Ahlquist, a Republican who has never run for political office, shared his vision and spoke about why he’s entering the race to dozens of people gathered at Bill’s Bike and Run in Idaho Falls.
“People have been asking me to run for quite a while,” Ahlquist said in an interview with EastIdahoNews.com. “I’ve got a lot of great ideas to improve education, the way we develop our economy and the way we take care of our kids to match them up with Idaho jobs.”
Ahlquist is a former emergency room physician who says he has cared for more than 40,000 patients all over Idaho. He has started several small businesses and describes himself as a “serial entrepreneur” who has developed more than two million square feet of retail, office, residential and medical space.
“I’m known as a fixer and a doer,” Ahlquist says. “I get things done when I get involved. I have the skills to address issues that are important to Idahoans.”
TOMMY AHLQUIST UNEDITED IDAHO FALLS REMARKS
When asked his thoughts about President Donald Trump, Ahlquist says it’s “refreshing” to have someone in the White House who understands small businesses.
“He understands that regulations stifle small businesses,” Ahlquist says. “It’s refreshing to have ideas from outside of Washington.”

• **Task objective**
Condense the paragraph in the campaign article above that begins "Ahlquist is a former emergency room physician" into a short bulleted list of its main facts.

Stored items
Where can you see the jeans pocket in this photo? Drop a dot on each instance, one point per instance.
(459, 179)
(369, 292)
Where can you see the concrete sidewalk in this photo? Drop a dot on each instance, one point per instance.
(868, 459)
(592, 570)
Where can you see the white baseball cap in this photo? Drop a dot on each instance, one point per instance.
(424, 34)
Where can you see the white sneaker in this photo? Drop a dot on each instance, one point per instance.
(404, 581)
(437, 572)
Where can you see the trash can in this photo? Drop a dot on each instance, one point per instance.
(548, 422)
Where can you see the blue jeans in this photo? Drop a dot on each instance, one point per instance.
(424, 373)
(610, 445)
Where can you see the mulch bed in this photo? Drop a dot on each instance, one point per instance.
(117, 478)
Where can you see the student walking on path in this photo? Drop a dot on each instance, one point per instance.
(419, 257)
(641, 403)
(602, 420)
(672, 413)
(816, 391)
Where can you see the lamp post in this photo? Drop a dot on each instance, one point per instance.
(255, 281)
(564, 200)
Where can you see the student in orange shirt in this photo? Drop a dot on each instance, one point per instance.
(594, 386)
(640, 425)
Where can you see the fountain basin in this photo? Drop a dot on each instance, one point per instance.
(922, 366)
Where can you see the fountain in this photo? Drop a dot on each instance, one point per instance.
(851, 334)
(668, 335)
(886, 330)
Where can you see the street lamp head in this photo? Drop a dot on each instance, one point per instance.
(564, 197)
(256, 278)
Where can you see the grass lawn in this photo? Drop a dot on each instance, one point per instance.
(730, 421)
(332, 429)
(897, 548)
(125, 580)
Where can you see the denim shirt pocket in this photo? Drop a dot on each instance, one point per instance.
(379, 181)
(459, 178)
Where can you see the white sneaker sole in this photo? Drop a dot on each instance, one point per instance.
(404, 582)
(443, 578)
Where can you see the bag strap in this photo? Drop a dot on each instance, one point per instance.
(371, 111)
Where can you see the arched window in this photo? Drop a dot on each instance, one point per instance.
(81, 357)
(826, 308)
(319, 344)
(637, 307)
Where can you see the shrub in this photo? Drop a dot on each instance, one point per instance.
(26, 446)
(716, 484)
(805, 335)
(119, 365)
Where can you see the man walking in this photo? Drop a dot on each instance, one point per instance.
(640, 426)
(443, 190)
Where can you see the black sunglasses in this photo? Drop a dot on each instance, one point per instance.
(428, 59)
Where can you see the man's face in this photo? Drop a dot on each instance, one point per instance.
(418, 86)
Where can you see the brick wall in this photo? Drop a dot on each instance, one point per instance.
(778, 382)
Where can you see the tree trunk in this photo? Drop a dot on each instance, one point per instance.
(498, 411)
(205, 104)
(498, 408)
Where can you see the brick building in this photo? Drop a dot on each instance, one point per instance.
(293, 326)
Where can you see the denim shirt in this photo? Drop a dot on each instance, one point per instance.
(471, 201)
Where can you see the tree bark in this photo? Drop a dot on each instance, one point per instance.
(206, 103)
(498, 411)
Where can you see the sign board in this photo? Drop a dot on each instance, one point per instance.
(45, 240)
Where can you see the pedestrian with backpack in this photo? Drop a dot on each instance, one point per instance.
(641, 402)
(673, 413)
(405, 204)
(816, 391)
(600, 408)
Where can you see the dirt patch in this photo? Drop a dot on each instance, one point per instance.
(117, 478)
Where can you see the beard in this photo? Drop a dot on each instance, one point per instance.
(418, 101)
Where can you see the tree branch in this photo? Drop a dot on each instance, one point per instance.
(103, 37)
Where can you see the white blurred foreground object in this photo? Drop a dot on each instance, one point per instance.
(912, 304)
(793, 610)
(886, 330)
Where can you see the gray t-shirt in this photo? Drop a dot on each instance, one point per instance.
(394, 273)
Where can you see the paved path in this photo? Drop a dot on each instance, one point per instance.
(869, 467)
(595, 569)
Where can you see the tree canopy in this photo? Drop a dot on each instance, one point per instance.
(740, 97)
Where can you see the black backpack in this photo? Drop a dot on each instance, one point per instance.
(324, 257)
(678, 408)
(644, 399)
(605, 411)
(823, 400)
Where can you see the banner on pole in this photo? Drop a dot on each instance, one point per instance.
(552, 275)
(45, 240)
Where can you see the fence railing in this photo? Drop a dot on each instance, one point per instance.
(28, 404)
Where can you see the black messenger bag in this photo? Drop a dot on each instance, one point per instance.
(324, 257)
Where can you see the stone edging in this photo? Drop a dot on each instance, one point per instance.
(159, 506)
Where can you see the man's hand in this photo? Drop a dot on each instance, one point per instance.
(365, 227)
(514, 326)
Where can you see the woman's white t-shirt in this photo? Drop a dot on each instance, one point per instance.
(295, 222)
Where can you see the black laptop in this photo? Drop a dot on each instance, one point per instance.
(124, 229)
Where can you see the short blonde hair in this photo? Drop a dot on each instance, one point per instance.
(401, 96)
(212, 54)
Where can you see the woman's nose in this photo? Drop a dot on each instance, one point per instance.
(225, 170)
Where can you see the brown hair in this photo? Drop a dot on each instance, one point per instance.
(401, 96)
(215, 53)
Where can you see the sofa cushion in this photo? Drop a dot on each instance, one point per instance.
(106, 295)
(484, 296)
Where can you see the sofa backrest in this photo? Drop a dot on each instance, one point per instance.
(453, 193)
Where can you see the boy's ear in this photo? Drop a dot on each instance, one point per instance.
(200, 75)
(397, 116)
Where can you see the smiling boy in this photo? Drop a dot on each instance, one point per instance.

• **Solution**
- Former emergency room physician
- Says he has cared for more than 40,000 patients across Idaho
- Has started several small businesses
- Calls himself a "serial entrepreneur"
- Has developed more than two million square feet of retail, office, residential and medical space